**Excerpt provided**:

Start of Block

Many things have blown my mind. The first was probably a wind-up alarm clock my father gave me when I was about 6 or 7 years old. It began a fascination with time. I knew that wind-up toys go fast at first, then slow. So how could a wind-up clock possibly keep good time? My father gave it to me because it ran slower and slower and finally quit.

My father replaced it with a synchronous electric clock, something I never figured out until my teens. I immediately took the wind-up clock apart, I mean ALL apart, and cleaned it and oiled it. After I put the gears and springs back together, it worked perfectly... for a while. Meanwhile, I'd learned how the latch made it keep time by regulating the mainspring. And after finally looking at the back case, I discovered a slot with an F and S. I realized it provided access to adjust clock rate via the hair-spring. My father hadn't noticed it before and put up with inaccurate time for years. I was pretty proud of that discovery.

The latch mechanism on the wind-up allowed me to figure out how a pendulum clock regulated time in the school mimeograph room. The smell of the ink comes back to me when I remember.

End of Block

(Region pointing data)
Start of Block

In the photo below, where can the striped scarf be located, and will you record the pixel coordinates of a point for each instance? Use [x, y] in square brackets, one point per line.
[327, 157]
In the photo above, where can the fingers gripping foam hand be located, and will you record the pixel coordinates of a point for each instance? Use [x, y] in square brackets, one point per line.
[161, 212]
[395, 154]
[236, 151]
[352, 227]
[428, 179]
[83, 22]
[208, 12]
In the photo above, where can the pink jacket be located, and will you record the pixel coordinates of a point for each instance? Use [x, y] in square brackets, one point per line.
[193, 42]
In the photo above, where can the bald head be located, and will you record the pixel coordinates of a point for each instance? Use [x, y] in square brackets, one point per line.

End of Block

**Problem description**:
Reproduce the entire passage about the wind-up alarm clock above, word for word and unchanged.

**Written reply**:
Many things have blown my mind. The first was probably a wind-up alarm clock my father gave me when I was about 6 or 7 years old. It began a fascination with time. I knew that wind-up toys go fast at first, then slow. So how could a wind-up clock possibly keep good time? My father gave it to me because it ran slower and slower and finally quit.

My father replaced it with a synchronous electric clock, something I never figured out until my teens. I immediately took the wind-up clock apart, I mean ALL apart, and cleaned it and oiled it. After I put the gears and springs back together, it worked perfectly... for a while. Meanwhile, I'd learned how the latch made it keep time by regulating the mainspring. And after finally looking at the back case, I discovered a slot with an F and S. I realized it provided access to adjust clock rate via the hair-spring. My father hadn't noticed it before and put up with inaccurate time for years. I was pretty proud of that discovery.

The latch mechanism on the wind-up allowed me to figure out how a pendulum clock regulated time in the school mimeograph room. The smell of the ink comes back to me when I remember.